• **TASK**
Each entry should be quoted word for word, including every mark of punctuation.
────
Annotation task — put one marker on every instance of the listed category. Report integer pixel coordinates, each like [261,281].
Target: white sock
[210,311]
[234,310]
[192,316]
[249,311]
────
• **THE REPLY**
Annotation task — put one marker on every instance of the listed category. Report integer pixel coordinates, each like [261,281].
Target: white sock
[210,311]
[234,310]
[192,316]
[249,311]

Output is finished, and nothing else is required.